> [The task] Set down, word for word, the stretch of lines from the one containing "Where can you spot the white wall" to the end of the records below.

> [Data for this task]
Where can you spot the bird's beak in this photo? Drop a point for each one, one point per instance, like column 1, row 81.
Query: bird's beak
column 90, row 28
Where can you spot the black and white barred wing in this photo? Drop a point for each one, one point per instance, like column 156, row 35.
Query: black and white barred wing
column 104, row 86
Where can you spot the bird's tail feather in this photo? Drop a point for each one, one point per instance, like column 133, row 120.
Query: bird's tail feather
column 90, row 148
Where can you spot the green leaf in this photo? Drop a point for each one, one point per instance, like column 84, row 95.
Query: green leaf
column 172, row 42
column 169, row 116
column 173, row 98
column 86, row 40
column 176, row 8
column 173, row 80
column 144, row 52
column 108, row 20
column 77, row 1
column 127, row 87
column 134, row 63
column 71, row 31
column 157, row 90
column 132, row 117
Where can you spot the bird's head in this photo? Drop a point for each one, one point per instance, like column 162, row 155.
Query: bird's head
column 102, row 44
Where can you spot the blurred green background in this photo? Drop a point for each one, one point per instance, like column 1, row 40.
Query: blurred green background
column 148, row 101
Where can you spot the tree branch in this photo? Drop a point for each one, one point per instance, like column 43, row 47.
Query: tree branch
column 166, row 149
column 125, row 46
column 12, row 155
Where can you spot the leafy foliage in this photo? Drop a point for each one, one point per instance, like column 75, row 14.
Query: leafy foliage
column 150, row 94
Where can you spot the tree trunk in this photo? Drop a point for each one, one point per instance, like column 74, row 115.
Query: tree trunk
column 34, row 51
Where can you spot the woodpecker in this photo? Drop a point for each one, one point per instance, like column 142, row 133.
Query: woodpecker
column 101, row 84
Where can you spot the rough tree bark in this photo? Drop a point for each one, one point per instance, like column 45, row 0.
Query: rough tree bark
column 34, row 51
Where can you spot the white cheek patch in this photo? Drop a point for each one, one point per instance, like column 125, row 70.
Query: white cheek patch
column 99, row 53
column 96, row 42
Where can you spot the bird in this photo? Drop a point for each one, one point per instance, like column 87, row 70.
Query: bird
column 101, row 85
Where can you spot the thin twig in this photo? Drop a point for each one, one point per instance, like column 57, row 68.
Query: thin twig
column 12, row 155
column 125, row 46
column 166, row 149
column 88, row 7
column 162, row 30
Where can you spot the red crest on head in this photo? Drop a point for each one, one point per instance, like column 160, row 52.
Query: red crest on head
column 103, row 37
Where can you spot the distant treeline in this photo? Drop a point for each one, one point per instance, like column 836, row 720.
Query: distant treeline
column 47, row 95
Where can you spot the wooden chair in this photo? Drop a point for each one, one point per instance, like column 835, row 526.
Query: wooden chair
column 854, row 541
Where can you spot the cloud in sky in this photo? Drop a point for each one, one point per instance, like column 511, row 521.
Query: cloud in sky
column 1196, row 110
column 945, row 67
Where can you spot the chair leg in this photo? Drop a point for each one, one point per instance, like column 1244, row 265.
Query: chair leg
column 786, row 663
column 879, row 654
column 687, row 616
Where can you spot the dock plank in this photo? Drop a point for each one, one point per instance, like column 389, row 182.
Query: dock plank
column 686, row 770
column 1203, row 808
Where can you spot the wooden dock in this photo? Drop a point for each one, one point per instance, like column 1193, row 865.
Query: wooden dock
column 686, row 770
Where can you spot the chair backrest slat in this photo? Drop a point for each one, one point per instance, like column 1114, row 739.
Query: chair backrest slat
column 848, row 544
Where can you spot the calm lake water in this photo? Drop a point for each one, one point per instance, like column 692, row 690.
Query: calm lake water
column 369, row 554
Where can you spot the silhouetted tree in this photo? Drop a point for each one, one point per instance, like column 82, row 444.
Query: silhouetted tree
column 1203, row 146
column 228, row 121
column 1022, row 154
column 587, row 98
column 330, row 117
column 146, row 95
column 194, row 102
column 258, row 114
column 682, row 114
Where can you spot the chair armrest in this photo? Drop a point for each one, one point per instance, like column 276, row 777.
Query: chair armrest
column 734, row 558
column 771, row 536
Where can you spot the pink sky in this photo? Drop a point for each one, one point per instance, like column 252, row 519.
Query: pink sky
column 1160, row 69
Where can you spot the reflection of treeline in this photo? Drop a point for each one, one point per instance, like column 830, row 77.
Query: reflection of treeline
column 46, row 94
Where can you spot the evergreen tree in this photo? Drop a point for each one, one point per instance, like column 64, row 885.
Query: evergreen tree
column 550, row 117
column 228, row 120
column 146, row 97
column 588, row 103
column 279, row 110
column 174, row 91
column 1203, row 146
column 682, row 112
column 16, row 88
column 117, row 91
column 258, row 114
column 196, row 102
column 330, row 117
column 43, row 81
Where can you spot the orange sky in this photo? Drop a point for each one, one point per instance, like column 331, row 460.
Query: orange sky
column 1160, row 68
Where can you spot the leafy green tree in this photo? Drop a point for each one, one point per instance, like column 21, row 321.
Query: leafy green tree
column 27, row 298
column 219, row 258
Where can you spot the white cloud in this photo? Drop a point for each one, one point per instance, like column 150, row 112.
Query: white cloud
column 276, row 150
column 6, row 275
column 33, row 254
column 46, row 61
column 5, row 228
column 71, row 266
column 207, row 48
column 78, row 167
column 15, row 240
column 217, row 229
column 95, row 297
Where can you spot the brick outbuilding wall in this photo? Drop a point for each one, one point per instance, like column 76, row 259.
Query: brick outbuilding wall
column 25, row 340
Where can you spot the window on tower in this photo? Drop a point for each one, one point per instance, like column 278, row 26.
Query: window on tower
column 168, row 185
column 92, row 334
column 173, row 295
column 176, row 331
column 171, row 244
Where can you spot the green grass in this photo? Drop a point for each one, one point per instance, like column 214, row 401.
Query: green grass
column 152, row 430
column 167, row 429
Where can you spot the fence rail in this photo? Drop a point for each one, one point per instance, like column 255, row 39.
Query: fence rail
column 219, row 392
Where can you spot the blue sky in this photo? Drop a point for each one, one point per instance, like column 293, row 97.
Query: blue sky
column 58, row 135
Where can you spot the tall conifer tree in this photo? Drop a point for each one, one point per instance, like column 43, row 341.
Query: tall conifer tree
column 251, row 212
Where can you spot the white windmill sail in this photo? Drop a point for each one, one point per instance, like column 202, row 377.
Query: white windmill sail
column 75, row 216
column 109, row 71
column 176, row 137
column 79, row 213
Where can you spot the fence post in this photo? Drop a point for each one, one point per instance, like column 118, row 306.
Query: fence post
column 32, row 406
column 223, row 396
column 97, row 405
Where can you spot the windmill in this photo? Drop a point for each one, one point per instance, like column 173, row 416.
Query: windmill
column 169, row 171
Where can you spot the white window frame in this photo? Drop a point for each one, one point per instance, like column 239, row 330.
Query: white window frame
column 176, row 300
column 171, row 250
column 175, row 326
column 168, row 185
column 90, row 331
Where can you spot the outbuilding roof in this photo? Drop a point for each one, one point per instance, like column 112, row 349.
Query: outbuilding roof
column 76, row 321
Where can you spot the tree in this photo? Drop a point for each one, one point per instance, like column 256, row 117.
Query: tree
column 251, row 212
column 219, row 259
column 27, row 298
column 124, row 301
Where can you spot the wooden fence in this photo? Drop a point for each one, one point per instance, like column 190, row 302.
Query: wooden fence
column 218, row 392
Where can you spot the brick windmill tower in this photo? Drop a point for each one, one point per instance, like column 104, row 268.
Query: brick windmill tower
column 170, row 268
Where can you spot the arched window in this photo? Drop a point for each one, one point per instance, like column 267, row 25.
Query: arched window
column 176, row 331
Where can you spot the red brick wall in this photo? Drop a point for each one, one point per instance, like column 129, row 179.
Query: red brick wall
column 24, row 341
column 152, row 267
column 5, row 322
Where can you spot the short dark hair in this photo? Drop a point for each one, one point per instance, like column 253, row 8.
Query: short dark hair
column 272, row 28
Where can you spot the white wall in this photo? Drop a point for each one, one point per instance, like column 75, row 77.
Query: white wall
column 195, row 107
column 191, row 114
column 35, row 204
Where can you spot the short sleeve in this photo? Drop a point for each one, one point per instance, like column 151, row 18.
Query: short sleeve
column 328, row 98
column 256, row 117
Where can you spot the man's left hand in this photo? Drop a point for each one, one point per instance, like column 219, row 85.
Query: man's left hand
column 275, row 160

> [The reply]
Where can you spot the white wall in this photo? Drop a point for each one, one point per instance, like column 75, row 77.
Query: white wall
column 195, row 107
column 191, row 114
column 35, row 204
Where can you spot the short sleeve in this photo? Drop a point for each one, one point per instance, like column 151, row 18.
Query: short sleeve
column 328, row 98
column 256, row 117
Where can you spot the man's left hand in this photo? Drop a point for each one, one point per instance, like column 219, row 85.
Query: man's left hand
column 275, row 160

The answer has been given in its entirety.